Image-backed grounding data
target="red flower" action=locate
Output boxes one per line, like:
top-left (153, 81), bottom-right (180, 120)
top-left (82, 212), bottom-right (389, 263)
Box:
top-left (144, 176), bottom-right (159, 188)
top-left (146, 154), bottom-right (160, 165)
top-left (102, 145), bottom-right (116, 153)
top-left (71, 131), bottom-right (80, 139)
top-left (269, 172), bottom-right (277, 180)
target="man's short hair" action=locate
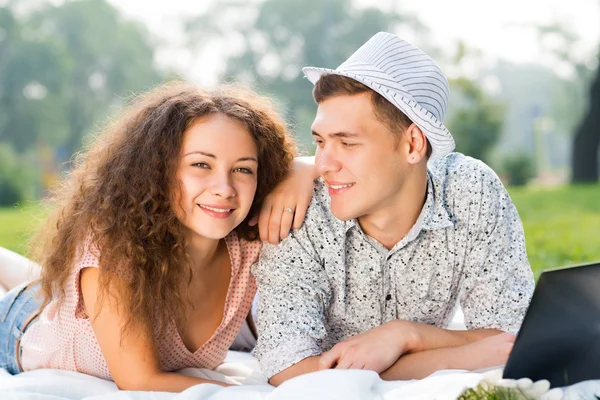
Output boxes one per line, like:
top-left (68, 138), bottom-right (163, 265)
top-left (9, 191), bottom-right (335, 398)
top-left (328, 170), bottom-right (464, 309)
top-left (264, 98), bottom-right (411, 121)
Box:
top-left (312, 74), bottom-right (432, 158)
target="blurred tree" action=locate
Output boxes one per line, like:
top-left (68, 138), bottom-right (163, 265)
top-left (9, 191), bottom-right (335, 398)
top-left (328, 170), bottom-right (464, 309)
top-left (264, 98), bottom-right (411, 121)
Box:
top-left (446, 78), bottom-right (505, 162)
top-left (28, 0), bottom-right (163, 154)
top-left (501, 152), bottom-right (536, 187)
top-left (0, 144), bottom-right (23, 206)
top-left (572, 63), bottom-right (600, 182)
top-left (187, 0), bottom-right (425, 151)
top-left (0, 0), bottom-right (164, 199)
top-left (0, 6), bottom-right (68, 152)
top-left (0, 143), bottom-right (39, 205)
top-left (534, 23), bottom-right (598, 182)
top-left (443, 42), bottom-right (506, 164)
top-left (0, 0), bottom-right (163, 157)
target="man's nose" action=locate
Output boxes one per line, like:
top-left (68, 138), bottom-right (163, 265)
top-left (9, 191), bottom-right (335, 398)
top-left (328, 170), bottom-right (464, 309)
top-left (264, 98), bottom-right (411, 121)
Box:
top-left (316, 145), bottom-right (342, 175)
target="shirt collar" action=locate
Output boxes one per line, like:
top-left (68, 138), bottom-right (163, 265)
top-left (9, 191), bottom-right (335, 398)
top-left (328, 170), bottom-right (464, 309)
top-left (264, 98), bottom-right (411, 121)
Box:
top-left (420, 169), bottom-right (455, 231)
top-left (343, 169), bottom-right (454, 236)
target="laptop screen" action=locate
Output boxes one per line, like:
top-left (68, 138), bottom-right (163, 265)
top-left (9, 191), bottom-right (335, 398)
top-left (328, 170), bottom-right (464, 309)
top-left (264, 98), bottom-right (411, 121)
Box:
top-left (503, 262), bottom-right (600, 387)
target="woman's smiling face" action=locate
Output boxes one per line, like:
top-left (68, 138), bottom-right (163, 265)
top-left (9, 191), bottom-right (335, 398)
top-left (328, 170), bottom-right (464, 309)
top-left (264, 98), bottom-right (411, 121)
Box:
top-left (173, 113), bottom-right (258, 240)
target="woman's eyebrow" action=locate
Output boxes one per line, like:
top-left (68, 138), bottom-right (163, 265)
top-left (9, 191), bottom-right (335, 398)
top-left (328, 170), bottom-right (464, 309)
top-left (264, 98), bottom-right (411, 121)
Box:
top-left (183, 151), bottom-right (257, 163)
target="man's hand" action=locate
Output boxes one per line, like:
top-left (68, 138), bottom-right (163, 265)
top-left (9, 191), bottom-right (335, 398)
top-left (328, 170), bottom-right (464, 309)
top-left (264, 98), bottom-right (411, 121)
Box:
top-left (318, 320), bottom-right (417, 373)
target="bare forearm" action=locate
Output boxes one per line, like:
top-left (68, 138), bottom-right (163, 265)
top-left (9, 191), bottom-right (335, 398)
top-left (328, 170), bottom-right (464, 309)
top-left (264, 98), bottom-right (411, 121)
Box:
top-left (380, 346), bottom-right (460, 380)
top-left (447, 328), bottom-right (503, 344)
top-left (406, 320), bottom-right (502, 352)
top-left (381, 331), bottom-right (512, 381)
top-left (120, 371), bottom-right (230, 392)
top-left (293, 156), bottom-right (319, 180)
top-left (269, 356), bottom-right (321, 386)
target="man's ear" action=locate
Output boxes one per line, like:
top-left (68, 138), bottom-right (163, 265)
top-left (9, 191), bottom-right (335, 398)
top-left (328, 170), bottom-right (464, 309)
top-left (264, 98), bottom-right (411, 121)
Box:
top-left (405, 123), bottom-right (428, 165)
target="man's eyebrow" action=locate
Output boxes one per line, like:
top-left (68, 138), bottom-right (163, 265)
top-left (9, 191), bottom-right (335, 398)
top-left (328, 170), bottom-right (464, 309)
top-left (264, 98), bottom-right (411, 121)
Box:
top-left (183, 151), bottom-right (258, 163)
top-left (311, 131), bottom-right (360, 138)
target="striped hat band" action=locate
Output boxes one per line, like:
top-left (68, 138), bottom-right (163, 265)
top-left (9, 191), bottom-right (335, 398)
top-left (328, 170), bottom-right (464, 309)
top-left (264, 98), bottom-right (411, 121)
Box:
top-left (303, 32), bottom-right (455, 160)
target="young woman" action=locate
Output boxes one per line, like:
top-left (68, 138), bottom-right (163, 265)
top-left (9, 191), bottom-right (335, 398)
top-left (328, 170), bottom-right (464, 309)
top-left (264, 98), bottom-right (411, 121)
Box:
top-left (0, 82), bottom-right (308, 391)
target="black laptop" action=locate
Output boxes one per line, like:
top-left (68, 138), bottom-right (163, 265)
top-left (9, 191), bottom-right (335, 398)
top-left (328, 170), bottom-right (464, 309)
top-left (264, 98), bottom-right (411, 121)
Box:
top-left (503, 261), bottom-right (600, 387)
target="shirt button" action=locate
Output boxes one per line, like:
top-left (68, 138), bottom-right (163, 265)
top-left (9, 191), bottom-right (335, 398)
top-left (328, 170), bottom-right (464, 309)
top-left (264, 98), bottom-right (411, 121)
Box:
top-left (385, 294), bottom-right (392, 301)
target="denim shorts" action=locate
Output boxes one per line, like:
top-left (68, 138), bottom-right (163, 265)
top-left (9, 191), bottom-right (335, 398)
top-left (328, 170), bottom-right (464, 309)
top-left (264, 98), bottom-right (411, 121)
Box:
top-left (0, 282), bottom-right (42, 375)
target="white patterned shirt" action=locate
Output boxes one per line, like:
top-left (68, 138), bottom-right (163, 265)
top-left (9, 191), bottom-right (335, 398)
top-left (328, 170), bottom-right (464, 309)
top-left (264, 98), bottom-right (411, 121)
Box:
top-left (252, 153), bottom-right (535, 379)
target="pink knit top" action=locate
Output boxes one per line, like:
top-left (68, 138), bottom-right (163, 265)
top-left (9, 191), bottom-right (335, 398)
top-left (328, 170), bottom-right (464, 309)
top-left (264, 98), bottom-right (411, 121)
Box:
top-left (20, 232), bottom-right (260, 380)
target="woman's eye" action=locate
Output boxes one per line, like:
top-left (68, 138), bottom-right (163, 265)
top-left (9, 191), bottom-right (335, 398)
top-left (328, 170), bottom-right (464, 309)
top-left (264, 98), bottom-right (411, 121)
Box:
top-left (192, 162), bottom-right (210, 169)
top-left (234, 167), bottom-right (253, 174)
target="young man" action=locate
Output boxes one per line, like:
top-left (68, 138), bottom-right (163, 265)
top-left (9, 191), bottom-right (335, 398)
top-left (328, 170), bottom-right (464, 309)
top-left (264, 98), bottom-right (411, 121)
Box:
top-left (253, 32), bottom-right (535, 385)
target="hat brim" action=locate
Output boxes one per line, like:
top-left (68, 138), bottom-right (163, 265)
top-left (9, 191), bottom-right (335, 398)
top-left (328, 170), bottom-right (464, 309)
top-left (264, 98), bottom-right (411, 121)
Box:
top-left (302, 65), bottom-right (455, 160)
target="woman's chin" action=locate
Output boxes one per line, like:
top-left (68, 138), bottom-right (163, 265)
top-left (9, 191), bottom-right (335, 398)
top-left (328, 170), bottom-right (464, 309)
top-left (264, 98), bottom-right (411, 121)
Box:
top-left (187, 218), bottom-right (244, 240)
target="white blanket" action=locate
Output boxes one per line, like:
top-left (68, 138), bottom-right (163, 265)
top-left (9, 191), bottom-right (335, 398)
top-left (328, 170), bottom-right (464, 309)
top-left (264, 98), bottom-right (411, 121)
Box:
top-left (0, 350), bottom-right (486, 400)
top-left (3, 308), bottom-right (599, 399)
top-left (3, 350), bottom-right (600, 399)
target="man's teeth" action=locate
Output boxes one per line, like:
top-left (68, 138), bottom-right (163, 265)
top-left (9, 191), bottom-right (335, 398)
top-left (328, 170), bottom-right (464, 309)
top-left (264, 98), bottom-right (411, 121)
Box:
top-left (200, 205), bottom-right (232, 213)
top-left (330, 183), bottom-right (354, 190)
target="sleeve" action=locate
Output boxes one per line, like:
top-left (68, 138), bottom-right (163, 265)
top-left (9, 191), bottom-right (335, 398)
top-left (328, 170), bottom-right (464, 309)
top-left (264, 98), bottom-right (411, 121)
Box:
top-left (251, 200), bottom-right (332, 379)
top-left (459, 162), bottom-right (535, 333)
top-left (73, 237), bottom-right (101, 319)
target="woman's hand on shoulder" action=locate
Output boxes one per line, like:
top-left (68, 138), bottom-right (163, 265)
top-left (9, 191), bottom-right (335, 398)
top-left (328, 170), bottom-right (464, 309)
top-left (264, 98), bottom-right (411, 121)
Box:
top-left (254, 156), bottom-right (318, 245)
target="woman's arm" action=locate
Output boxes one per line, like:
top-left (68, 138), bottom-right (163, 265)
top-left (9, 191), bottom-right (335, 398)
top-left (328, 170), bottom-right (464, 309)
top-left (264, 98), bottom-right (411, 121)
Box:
top-left (80, 268), bottom-right (230, 391)
top-left (257, 156), bottom-right (318, 244)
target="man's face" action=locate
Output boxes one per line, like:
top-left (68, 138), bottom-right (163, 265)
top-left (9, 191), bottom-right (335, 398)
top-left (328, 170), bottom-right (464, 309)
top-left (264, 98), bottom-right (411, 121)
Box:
top-left (311, 93), bottom-right (410, 222)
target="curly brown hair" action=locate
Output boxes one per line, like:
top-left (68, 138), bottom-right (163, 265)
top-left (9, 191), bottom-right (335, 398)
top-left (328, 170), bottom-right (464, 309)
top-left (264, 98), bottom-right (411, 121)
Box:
top-left (29, 81), bottom-right (296, 337)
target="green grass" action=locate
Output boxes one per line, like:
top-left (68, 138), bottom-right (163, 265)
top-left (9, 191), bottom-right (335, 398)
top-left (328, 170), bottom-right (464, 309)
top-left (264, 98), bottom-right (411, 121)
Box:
top-left (0, 203), bottom-right (46, 256)
top-left (458, 383), bottom-right (534, 400)
top-left (508, 184), bottom-right (600, 278)
top-left (0, 184), bottom-right (599, 278)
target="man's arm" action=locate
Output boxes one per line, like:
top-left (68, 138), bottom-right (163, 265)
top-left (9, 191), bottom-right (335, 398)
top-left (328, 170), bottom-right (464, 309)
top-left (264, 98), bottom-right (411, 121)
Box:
top-left (268, 321), bottom-right (505, 385)
top-left (268, 356), bottom-right (321, 386)
top-left (317, 319), bottom-right (503, 374)
top-left (460, 162), bottom-right (535, 332)
top-left (402, 321), bottom-right (502, 353)
top-left (380, 332), bottom-right (516, 380)
top-left (252, 189), bottom-right (333, 385)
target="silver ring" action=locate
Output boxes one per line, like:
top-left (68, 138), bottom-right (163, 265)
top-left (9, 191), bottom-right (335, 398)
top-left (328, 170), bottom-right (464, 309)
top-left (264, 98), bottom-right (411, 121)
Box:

ASSIGNMENT
For every line of the records that has the word "hair" in it, make a copy.

EXERCISE SOLUTION
target="man's short hair" action=locate
target="curly brown hair" action=locate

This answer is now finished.